* [Opdracht]:
Zet het boekverslag over „Hoe god verdween uit Jorwerd” voort, te beginnen na de laatste zin die er staat.

* [Documenttekst]:
%%

Een boekverslag van een anonieme middelbare scholier, begin 21 ste eeuw,

over Geer Mak’s  “Hoe god verdween uit Jorwerd”.

Ik kwam het tegen op internet en heb het opgeslagen, omdat het destijds een bijzondere en bij elkaar geharkte boekbespreking vond. Het blijft voor mij een geweldige leeservaring, met in het achterhoofd het bedoelde boek.

Hieronder de integrale tekst:

 

Hoe god verdween uit Jorwerd”.

 

Samenvatting.


Het boek gaat over een klein Fries plaatsje in de driehoek Harlingen, Leeuwarden en Sneek (of zoals in het boek gezegd wordt, Harligen, Ljouwerd en Snits). Op een kilometer afstand ligt het iets grotere dorpje Funs.

%%

* [Aangeleverd materiaal]:
%%

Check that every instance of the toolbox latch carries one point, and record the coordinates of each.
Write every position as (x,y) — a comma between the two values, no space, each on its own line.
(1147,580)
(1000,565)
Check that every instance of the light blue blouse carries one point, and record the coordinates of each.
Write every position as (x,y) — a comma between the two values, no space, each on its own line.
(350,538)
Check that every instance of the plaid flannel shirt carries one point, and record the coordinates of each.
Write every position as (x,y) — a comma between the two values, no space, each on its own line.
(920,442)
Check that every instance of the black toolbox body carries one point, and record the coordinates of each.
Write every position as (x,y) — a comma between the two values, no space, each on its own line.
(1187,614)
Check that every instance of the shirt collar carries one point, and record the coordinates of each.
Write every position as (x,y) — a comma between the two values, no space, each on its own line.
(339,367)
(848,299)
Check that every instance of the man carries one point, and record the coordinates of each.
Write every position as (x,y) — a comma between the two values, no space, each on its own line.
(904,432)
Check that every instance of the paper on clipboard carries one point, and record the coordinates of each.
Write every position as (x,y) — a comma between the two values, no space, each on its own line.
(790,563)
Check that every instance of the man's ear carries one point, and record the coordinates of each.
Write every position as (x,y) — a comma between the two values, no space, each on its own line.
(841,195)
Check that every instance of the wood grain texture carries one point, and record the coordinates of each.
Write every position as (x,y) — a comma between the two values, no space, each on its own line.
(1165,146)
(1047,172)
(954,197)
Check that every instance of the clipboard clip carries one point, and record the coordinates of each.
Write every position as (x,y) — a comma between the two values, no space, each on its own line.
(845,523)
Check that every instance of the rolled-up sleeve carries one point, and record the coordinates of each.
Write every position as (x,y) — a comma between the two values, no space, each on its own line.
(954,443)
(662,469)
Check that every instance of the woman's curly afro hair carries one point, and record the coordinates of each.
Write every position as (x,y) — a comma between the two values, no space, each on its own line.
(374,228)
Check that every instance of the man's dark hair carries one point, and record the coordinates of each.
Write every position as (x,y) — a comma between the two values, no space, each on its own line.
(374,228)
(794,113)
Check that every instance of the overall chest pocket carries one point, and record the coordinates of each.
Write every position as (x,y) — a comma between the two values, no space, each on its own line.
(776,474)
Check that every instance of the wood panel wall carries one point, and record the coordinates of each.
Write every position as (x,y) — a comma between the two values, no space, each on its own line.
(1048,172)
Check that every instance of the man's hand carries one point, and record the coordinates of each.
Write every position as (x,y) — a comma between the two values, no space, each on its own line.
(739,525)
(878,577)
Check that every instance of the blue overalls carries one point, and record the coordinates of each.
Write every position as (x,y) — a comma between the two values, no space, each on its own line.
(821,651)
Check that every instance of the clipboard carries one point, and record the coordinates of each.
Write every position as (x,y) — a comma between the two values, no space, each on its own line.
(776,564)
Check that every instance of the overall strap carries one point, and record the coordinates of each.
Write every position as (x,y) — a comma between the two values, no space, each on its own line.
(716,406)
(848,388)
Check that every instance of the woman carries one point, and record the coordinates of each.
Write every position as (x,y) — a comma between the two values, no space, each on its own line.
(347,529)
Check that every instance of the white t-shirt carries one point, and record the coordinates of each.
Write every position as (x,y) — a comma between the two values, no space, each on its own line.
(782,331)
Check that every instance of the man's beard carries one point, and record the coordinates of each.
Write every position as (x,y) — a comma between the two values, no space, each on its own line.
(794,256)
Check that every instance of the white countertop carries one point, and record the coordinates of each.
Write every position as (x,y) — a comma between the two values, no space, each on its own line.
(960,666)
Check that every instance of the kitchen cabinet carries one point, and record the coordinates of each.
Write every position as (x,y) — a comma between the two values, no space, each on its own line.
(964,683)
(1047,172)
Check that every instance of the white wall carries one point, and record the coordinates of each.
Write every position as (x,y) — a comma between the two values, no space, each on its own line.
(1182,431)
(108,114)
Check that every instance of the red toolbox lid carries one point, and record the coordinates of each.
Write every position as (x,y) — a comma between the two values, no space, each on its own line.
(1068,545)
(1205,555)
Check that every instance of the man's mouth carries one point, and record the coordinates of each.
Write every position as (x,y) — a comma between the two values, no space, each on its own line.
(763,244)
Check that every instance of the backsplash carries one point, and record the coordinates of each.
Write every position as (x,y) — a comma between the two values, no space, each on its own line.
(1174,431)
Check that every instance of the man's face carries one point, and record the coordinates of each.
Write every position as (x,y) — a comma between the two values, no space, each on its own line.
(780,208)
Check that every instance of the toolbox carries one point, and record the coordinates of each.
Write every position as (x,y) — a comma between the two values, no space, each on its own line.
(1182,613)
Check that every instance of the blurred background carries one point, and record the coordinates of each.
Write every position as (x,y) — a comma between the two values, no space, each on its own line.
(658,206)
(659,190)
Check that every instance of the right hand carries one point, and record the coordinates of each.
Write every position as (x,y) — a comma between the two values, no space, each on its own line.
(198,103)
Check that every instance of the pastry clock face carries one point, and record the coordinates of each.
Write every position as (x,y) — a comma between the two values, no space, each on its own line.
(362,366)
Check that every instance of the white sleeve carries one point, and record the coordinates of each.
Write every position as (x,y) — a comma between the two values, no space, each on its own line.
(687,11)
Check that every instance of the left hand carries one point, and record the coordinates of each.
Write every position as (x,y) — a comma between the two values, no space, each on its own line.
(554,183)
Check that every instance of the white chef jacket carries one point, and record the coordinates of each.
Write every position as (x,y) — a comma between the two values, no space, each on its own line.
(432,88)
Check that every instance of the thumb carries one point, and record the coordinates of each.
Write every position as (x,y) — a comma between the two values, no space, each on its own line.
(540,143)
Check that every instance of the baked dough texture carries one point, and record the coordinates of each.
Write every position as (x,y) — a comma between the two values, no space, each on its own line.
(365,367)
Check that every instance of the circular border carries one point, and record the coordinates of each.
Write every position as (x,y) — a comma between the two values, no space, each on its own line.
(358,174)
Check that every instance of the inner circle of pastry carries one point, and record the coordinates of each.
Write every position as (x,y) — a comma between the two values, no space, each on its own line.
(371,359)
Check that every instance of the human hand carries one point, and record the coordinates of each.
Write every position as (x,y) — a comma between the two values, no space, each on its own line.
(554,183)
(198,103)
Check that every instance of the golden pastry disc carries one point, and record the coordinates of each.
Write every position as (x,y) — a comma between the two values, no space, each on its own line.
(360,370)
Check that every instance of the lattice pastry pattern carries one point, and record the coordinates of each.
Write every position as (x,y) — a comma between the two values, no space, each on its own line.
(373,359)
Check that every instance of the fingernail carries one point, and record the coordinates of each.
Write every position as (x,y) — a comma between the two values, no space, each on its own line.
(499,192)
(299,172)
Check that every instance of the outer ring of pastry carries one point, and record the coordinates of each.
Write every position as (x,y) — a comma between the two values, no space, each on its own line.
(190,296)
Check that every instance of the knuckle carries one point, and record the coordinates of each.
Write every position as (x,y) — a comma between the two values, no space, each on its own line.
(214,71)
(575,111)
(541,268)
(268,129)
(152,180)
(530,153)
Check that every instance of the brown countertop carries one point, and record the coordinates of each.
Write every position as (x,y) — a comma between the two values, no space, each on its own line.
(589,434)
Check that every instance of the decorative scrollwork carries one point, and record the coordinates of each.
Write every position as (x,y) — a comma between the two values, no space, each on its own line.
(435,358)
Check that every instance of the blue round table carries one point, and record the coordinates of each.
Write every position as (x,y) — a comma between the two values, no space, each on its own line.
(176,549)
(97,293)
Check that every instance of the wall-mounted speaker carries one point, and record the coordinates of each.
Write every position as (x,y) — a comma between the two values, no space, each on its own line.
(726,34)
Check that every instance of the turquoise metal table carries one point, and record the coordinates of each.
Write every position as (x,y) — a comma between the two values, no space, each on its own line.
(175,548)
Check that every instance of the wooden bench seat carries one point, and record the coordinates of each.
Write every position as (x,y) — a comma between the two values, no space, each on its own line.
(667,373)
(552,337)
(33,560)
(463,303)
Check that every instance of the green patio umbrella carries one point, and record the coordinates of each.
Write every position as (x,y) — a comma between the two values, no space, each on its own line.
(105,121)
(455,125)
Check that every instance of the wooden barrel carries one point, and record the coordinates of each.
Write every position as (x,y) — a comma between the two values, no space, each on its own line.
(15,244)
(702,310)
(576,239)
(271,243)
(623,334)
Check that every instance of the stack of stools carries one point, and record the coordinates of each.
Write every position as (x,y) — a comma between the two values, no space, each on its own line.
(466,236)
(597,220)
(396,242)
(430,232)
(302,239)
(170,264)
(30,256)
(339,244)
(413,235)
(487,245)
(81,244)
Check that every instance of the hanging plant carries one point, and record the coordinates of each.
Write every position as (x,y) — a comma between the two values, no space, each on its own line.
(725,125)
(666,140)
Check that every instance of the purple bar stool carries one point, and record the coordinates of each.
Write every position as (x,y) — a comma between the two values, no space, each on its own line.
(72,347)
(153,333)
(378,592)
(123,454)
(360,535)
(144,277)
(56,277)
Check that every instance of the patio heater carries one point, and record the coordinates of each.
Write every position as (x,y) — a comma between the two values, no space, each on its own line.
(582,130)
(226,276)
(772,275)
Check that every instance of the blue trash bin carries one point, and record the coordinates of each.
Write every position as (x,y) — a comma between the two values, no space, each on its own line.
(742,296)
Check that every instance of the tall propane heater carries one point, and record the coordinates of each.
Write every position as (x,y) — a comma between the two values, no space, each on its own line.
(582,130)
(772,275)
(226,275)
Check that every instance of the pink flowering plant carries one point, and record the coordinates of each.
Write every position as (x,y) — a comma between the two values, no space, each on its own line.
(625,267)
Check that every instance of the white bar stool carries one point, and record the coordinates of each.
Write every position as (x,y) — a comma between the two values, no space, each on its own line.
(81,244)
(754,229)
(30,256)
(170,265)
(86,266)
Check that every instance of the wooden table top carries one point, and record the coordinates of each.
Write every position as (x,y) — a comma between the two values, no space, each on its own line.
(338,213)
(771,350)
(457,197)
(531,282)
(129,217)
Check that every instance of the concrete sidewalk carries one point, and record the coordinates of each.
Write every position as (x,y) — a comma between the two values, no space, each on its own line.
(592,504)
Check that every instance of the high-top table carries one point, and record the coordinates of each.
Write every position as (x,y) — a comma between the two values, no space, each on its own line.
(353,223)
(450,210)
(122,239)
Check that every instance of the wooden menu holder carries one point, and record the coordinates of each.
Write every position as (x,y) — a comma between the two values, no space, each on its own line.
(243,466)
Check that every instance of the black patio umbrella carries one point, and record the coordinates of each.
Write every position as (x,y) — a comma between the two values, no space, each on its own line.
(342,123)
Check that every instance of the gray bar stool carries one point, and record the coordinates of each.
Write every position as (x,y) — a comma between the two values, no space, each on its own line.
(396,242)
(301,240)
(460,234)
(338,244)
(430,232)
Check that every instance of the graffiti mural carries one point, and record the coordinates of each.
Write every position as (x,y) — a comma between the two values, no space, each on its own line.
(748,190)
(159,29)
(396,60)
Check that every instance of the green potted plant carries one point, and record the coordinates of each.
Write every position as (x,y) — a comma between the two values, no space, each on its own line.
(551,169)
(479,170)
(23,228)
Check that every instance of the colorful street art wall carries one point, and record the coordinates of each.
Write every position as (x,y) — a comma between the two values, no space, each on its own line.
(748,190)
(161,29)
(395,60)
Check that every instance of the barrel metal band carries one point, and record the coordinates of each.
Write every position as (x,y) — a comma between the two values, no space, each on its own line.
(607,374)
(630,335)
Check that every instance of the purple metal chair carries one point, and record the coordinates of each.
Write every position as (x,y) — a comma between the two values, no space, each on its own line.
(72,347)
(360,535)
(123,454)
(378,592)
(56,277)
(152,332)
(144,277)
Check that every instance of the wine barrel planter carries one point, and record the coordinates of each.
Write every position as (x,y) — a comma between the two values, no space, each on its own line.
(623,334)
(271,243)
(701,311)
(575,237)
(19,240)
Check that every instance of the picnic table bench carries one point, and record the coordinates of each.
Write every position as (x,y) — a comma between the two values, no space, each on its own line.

%%

* [Antwoord]:
Jorwerd was vóór 1800 van gemeenschap Baardedaal. Je hebt nu nog maar een plaats waar je die naam terug vindt, namelijk in het café Baardedaal. Vroeger werden er in Jorwerd mensen opgehangen, omdat alleen Jorwerd een ‘galgenveldje’ had. Misdadigers uit de gehele omtrek werden in Jorwerd terechtgesteld. In Jorwerd is geen supermarkt, dan moest en moet je nog steeds naar het verder gelegen Mantgum. Het boek gaat over Lamke, een oude dame die een elektrische rolstoel had, maar daarvoor (ze werd gedeeltelijk verlamt in haar jeugd) moest ze zich voortbewegen met een zelfgemaakte wandelstok. Ze gaf, in haar rolstoel, rondleidingen aan ‘toeristen’. Maar ze werd ziek en haar zoons moesten haar slagerij overnemen en de rondleidingen. Na een maand, nadat Geert Mak in Jorwerd is, sterft Lamke.
Het rare is, dat dit deel van het verhaal niet in ik-perspectief wordt verteld. Daarna weer wel!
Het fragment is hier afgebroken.